- Born: 1956 (age 69–70) Belleville-sur-Saône, France
- Education: University of Paris
- Occupation: Archaeologist

= Valentine Roux =

French archaeologist

Valentine Roux (born 1956) is a French archaeologist specialising in ceramic production in the Levant between the 5th and 2nd millennium BCE with the aim of identifying the "evolutionary trajectories of ceramic traditions."

==Education and career==
Roux was born in Belleville-sur-Saône in 1956. She studied prehistory at the University of Paris and obtained her doctorate in 1983. Her thesis was on the ethnoarchaeology of grinding material in Neolithic Mauritania.

She has been affiliated with the CNRS since 1986, and was appointed a research director there in 2003.

Roux's research "combines ethnoarchaeology in India and archaeology in the Near East." She has devoted much research to developing "reference frameworks, whether about the diagnostic attributes of manufacturing techniques, their properties, the quantification of their constitutive components, the cognitive and motor skills involved, or, more recently, about the conditions favorable to their diffusion." Because her work demands collaborations among interdisciplinary researchers, she has worked and published with others in fields such as geosciences, economics, psychology and sociology.

Roux has co-edited the Journal of Archaeological Method and Theory since 2019.

Her book Ceramics and Society: A Technological Approach to Archaeological Assemblages (2019) "encourages archaeologists to approach processing and recording pottery assemblages differently, moving away from a focus on typology towards understanding pottery from a technological perspective".

== Awards ==

- CNRS Silver Medal in 2015.
- Legion d’Honneur under the Ministry of Scientific Research, 2016

== Selected works ==

- Roux, V., Bril, B., & Dietrich, G. (1995). Skills and learning difficulties involved in stone knapping: The case of stone‐bead knapping in Khambhat, India. World archaeology, 27(1), 63-87.
- Roux, V., & Courty, M. A. (1998). Identification of Wheel-fashioning Methods: Technological Analysis of 4th–3rdMillennium B C Oriental Ceramics. Journal of archaeological Science, 25(8), 747-763.
- Roux, V. (2003). A dynamic systems framework for studying technological change: application to the emergence of the potter's wheel in the southern Levant. Journal of archaeological method and theory, 10(1), 1-30.
- Roux, V. (2003). Ceramic standardization and intensity of production: quantifying degrees of specialization. American Antiquity, 68(4), 768-782.
- Roux, V., & Brill, B. (2005). Stone knapping: the necessary conditions for a uniquely hominin behaviour (p. xxx). McDonald Institute for archaeological research.
- Roux, V. (2007). Ethnoarchaeology: a non historical science of reference necessary for interpreting the past. Journal of archaeological method and theory, 14(2), 153-178.
- Roux, V. (2010). Technological innovations and developmental trajectories: social factors as evolutionary forces. Innovation in cultural systems. Contributions from evolutionary anthropology, 217-234.

→ **Record set**:

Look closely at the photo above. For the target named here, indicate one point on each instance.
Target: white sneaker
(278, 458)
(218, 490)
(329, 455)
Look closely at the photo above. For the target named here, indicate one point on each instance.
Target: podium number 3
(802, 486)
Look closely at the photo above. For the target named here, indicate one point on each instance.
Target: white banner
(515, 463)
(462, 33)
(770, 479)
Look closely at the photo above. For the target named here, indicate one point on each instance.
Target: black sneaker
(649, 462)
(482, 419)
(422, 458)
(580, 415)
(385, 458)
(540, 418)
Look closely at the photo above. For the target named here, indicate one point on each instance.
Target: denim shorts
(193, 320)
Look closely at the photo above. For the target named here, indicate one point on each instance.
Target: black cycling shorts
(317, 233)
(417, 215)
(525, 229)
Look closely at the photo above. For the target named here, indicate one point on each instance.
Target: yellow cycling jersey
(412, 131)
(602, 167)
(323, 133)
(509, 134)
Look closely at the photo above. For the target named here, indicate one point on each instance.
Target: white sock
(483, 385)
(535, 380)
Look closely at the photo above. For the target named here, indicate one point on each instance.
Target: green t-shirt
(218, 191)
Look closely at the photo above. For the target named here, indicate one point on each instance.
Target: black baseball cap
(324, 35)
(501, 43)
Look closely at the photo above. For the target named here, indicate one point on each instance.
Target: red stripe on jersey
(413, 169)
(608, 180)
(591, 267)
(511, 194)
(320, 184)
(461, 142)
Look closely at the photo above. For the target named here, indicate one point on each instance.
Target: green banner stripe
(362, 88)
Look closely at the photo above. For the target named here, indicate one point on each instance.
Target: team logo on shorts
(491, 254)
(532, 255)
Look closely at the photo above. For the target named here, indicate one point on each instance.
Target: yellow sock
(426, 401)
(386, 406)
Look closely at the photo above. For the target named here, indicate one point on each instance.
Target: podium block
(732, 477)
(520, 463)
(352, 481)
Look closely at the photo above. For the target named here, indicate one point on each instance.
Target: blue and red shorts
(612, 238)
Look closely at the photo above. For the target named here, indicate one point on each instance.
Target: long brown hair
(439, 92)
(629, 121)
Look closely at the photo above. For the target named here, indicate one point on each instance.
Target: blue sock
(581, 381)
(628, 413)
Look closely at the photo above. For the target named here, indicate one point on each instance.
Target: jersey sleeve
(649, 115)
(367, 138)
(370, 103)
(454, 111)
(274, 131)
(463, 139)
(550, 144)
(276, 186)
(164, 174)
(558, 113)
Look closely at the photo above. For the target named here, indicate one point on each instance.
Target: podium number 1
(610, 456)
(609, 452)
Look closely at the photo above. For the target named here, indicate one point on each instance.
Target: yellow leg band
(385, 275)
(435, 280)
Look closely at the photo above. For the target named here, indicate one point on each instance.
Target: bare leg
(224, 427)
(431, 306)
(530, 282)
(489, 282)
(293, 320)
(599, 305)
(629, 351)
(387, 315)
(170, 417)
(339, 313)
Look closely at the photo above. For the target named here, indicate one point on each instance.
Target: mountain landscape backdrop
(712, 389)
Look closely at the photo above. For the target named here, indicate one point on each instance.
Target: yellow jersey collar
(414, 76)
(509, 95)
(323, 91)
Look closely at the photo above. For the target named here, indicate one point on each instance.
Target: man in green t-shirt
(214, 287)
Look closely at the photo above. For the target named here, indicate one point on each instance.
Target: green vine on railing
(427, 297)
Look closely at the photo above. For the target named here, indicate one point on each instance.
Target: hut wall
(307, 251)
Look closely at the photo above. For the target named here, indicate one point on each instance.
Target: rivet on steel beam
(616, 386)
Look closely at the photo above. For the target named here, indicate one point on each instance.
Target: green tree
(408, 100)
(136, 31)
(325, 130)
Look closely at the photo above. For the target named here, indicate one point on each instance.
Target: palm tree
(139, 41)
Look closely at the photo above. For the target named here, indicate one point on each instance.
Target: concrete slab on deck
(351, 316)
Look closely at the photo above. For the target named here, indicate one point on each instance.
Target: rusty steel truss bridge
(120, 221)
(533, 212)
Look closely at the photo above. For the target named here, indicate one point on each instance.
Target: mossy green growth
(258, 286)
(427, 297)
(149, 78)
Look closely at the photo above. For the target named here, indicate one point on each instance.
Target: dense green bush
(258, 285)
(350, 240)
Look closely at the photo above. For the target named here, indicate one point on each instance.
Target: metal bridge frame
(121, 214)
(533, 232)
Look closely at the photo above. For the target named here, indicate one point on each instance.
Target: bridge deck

→ **Check your understanding**:
1. In the article on Valentine Roux, in what year was she appointed a research director at the CNRS?
2. Reproduce everything in the article on Valentine Roux from "She has been" down to "psychology and sociology.".

→ **Solutions by task**:
1. 2003

2.
She has been affiliated with the CNRS since 1986, and was appointed a research director there in 2003.

Roux's research "combines ethnoarchaeology in India and archaeology in the Near East." She has devoted much research to developing "reference frameworks, whether about the diagnostic attributes of manufacturing techniques, their properties, the quantification of their constitutive components, the cognitive and motor skills involved, or, more recently, about the conditions favorable to their diffusion." Because her work demands collaborations among interdisciplinary researchers, she has worked and published with others in fields such as geosciences, economics, psychology and sociology.